▶ **TASK REQUIREMENTS**:
**A.** Answer these questions using the literature review on errors in language testing:
(i) On which page of Fulcher & Davidson (2007) does the quoted passage appear?
(ii) According to Fulcher (2013), the effects of testing should be considered in order to evaluate what?
(iii) What three faults in test questions do Rhoades and Madaus (2003) say cause errors?
**B.** Reproduce the part of the literature review on errors in language testing starting at "2. Literature Review" and ending at "the test-taker’s performance.".

▶ **PAGE EXTRACT**:
2. Literature Review 

Considering errors seems inevitable in language testing. “Because error will always be present in the use of any 
test, it is essential that we build the expectation of error in to decision-making procedures” (Fulcher & Davidson, 
2007, p. 114). 

Fulcher (2013) contends that all the effects of testing should be taken into consideration in order to be able to 
evaluate the overall impact that our actions have (Fulcher, 2013, p. 22). This can also be generalized to errors 
that occur in tests and their effects that can affect the test-taker’s performance. 

According to Backman (1990), “in any language situation, as with any non-test situation in which language use 
is involved, the performance of an individual will be affected by a large number of factors, such as the testing 
context, the type of tasks required, and the time of the day, as well as her mental alertness at the time of the test, 
and her cognitive and personality characteristics” (Backman, 1990, p. 31). Sometimes disorders occur in mental 
alertness due to some errors in tests. 

Rhoades and Madaus (2003) contend that errors occur when test questions are ambiguous, poorly designed, or 
miskeyed and on a high-stakes exam, one poorly written question can determine a student’s classification as 
“passing” or “failing,” and reversal is difficult.” (Rhoades & Madaus, 2003, pp. 16-17)

▶ **PROVIDED MATERIAL**:
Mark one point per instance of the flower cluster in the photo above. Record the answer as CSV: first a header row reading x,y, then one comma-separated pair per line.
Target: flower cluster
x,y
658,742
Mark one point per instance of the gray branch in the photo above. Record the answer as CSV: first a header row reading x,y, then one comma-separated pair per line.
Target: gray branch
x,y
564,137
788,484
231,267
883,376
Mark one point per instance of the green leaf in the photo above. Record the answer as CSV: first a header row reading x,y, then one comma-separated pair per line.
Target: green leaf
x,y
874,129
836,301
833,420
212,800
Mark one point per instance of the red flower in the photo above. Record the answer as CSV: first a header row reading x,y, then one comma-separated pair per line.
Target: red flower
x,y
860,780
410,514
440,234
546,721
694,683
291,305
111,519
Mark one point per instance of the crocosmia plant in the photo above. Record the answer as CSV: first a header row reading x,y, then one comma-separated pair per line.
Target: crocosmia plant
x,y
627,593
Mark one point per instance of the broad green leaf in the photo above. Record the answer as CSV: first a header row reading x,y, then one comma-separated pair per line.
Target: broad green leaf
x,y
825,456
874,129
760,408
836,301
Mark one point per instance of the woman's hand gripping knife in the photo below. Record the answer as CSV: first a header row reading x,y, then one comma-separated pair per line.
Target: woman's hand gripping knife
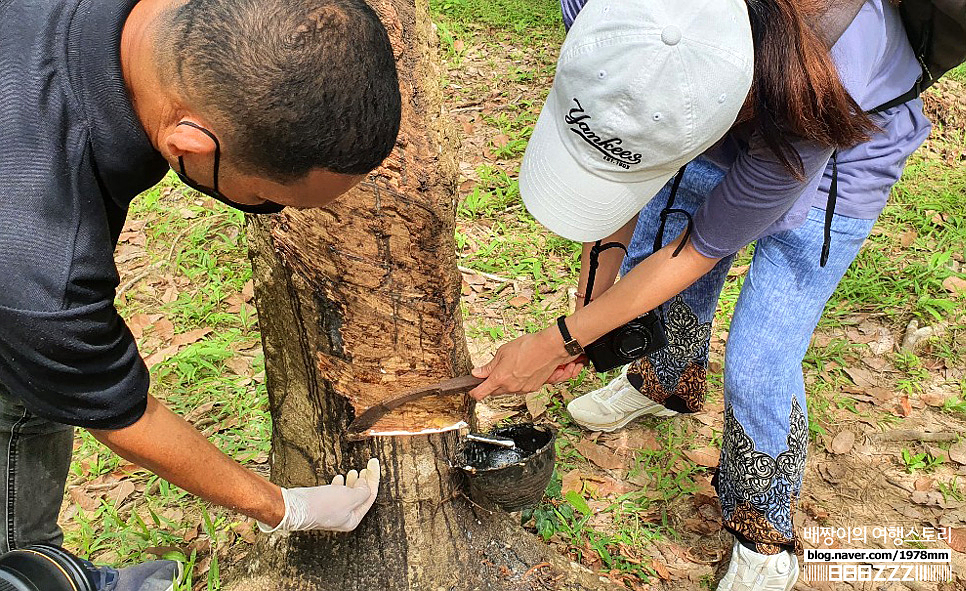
x,y
527,363
339,506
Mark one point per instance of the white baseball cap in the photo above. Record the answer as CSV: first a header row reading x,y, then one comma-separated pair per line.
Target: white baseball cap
x,y
642,88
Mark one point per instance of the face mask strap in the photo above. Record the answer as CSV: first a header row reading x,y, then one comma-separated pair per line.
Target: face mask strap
x,y
214,174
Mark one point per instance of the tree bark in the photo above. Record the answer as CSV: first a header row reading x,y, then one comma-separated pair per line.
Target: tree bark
x,y
358,303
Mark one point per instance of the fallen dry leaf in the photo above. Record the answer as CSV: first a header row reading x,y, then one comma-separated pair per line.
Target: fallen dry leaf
x,y
239,364
957,539
163,329
705,456
606,487
842,443
907,238
83,500
248,291
600,455
519,301
933,399
246,531
500,140
627,442
120,493
536,403
187,338
957,453
904,408
956,285
661,569
861,377
928,498
202,410
161,356
139,322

▶ **EXERCISE RESULTS**:
**A.**
(i) Page 114.
(ii) The overall impact that our actions have.
(iii) The questions are ambiguous, poorly designed, or miskeyed.

**B.**
2. Literature Review 

Considering errors seems inevitable in language testing. “Because error will always be present in the use of any 
test, it is essential that we build the expectation of error in to decision-making procedures” (Fulcher & Davidson, 
2007, p. 114). 

Fulcher (2013) contends that all the effects of testing should be taken into consideration in order to be able to 
evaluate the overall impact that our actions have (Fulcher, 2013, p. 22). This can also be generalized to errors 
that occur in tests and their effects that can affect the test-taker’s performance.